Overall Architecture¶

The MOBO-OSD pipeline consists of four steps: 1. Construct an approximate CHIM and define orthogonal search directions (OSD). 2. Solve a constrained optimization subproblem along each OSD. 3. Explore additional candidate points near existing solutions via Pareto front estimation (PFE). 4. Select evaluation points using hypervolume improvement (HVI) and the Kriging Believer batch strategy.

Key Designs¶

Approximate CHIM construction: Since the true individual minima are unavailable, the authors construct \(M\) boundary points \(\mathbf{p}_m\) from the ideal point and nadir point of the observed data. The \(m\)-th boundary point replaces the \(m\)-th coordinate of the ideal point with the nadir value. The approximate CHIM is the convex hull of these points: \(\mathcal{U}(\boldsymbol{\beta}) = \sum_{m=1}^M \beta_m \mathbf{p}_m\). Compared to directly using observed individual minima, this design avoids premature shrinkage of the search region.
Orthogonal search directions and subproblems: An OSD is defined as the line passing through a point on the approximate CHIM along normal vector \(\mathbf{n}\). The subproblem is formulated as a constrained optimization:

\((\mathbf{x}^{\text{OSD}}, \lambda^{\text{OSD}}) \in \max_{\mathbf{x} \in \mathcal{X}} \lambda \quad \text{s.t.} \quad \gamma(\mathbf{x}; \boldsymbol{\beta}, \mathbf{n}) \in \mathcal{Q}(\mathbf{x})\)

* _Record set_
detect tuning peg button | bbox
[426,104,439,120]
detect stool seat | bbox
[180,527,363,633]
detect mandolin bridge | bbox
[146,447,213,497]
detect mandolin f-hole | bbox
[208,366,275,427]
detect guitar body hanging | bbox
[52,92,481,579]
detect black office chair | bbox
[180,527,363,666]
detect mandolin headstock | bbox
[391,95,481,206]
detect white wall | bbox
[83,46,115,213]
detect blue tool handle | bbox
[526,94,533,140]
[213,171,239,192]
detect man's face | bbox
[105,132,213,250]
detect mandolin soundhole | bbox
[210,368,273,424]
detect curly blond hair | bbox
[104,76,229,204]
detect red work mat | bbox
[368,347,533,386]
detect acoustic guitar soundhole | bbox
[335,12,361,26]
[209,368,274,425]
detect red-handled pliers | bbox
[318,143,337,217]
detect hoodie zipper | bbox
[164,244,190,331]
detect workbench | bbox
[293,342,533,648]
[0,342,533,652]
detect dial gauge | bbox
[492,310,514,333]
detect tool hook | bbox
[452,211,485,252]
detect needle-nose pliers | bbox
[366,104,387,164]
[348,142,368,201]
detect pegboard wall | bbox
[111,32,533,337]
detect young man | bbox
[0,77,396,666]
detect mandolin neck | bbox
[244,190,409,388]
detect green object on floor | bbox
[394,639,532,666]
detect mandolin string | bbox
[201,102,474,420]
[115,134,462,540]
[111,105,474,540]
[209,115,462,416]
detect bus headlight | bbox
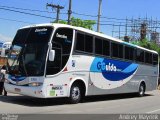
[29,82,42,87]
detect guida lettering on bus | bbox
[97,62,117,72]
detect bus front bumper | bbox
[4,83,46,98]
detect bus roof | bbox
[20,23,158,54]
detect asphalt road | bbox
[0,90,160,114]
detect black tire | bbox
[69,84,82,104]
[138,83,145,97]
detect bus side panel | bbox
[89,59,158,95]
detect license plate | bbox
[15,88,21,92]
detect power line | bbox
[0,7,55,19]
[0,5,67,14]
[46,3,64,23]
[0,17,35,24]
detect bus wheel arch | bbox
[69,79,86,104]
[138,81,146,97]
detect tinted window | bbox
[145,52,152,64]
[95,38,103,55]
[76,33,85,51]
[153,54,158,65]
[85,35,93,53]
[46,28,73,75]
[103,40,110,56]
[112,43,123,58]
[125,46,134,60]
[76,32,93,53]
[136,49,144,62]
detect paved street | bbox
[0,90,160,114]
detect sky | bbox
[0,0,160,41]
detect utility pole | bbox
[68,0,72,25]
[97,0,102,32]
[46,3,64,23]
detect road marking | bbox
[147,109,160,114]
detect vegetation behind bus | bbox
[53,17,96,30]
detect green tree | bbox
[54,17,96,30]
[133,39,160,60]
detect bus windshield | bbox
[8,27,53,76]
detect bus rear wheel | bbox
[69,84,82,104]
[138,83,145,97]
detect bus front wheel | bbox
[69,84,82,104]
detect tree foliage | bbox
[54,17,96,30]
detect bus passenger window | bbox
[85,35,93,53]
[76,33,84,51]
[153,54,158,65]
[95,38,102,55]
[103,40,110,56]
[136,49,144,62]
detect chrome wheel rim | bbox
[72,87,80,100]
[139,86,144,95]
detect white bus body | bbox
[5,24,159,103]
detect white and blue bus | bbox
[5,24,159,103]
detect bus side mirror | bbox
[49,50,55,61]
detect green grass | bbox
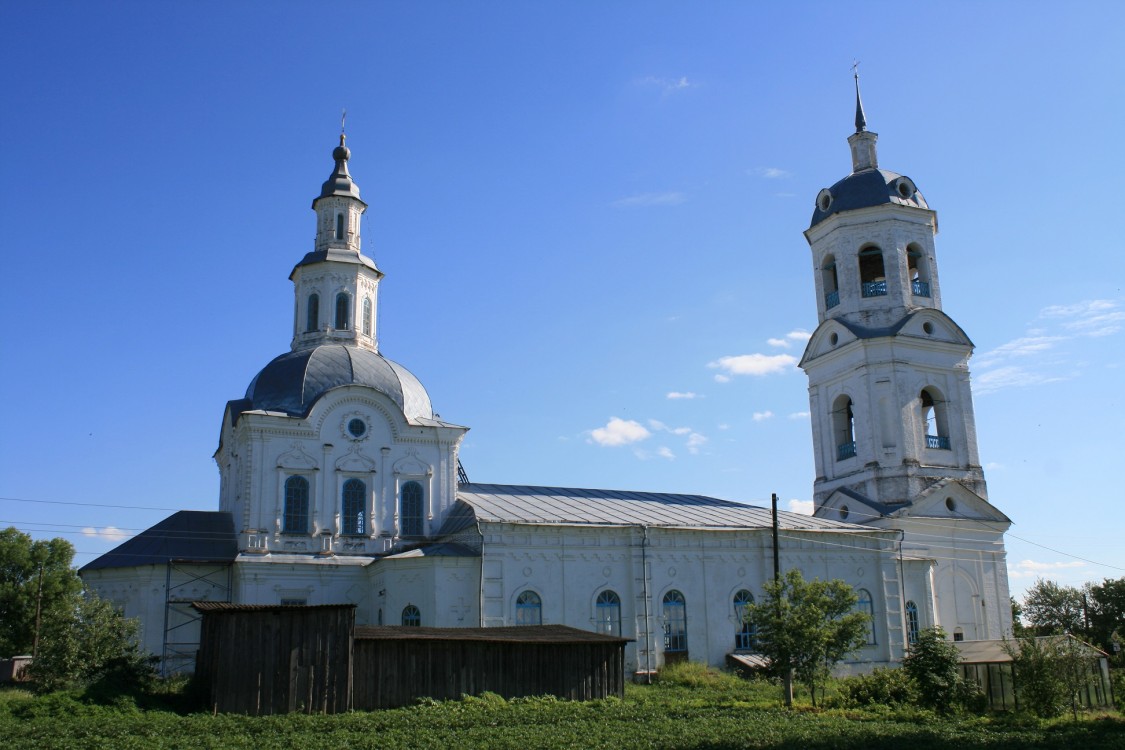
[0,674,1125,750]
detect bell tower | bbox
[800,75,1011,644]
[289,133,383,352]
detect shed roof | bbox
[442,485,871,534]
[80,510,239,572]
[356,625,633,643]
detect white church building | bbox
[81,84,1011,672]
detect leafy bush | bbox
[837,667,918,708]
[656,661,743,688]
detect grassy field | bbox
[0,679,1125,750]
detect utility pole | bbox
[770,493,793,708]
[32,563,43,659]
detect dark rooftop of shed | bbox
[81,510,239,570]
[356,625,633,643]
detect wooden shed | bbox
[352,625,629,710]
[192,602,356,716]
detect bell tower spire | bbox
[289,127,383,352]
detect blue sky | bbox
[0,1,1125,595]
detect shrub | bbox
[902,627,962,713]
[656,661,743,688]
[838,667,917,708]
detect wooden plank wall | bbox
[197,607,356,716]
[352,639,626,710]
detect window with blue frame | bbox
[403,604,422,627]
[336,291,351,331]
[596,589,621,635]
[663,589,687,653]
[907,602,918,643]
[515,590,543,625]
[855,588,875,645]
[398,481,425,536]
[281,477,308,534]
[340,479,367,536]
[305,295,321,333]
[734,588,755,651]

* _Directive 1_
In the MOBO-OSD text, print everything from "Overall Architecture¶" down to "Believer batch strategy.".
* _Directive 2_
Using the MOBO-OSD text, list every step of the MOBO-OSD pipeline in order.

* _Full answer 1_
Overall Architecture¶

The MOBO-OSD pipeline consists of four steps: 1. Construct an approximate CHIM and define orthogonal search directions (OSD). 2. Solve a constrained optimization subproblem along each OSD. 3. Explore additional candidate points near existing solutions via Pareto front estimation (PFE). 4. Select evaluation points using hypervolume improvement (HVI) and the Kriging Believer batch strategy.

* _Full answer 2_
1. Construct an approximate CHIM and define orthogonal search directions (OSD).
2. Solve a constrained optimization subproblem along each OSD.
3. Explore additional candidate points near existing solutions via Pareto front estimation (PFE).
4. Select evaluation points using hypervolume improvement (HVI) and the Kriging Believer batch strategy.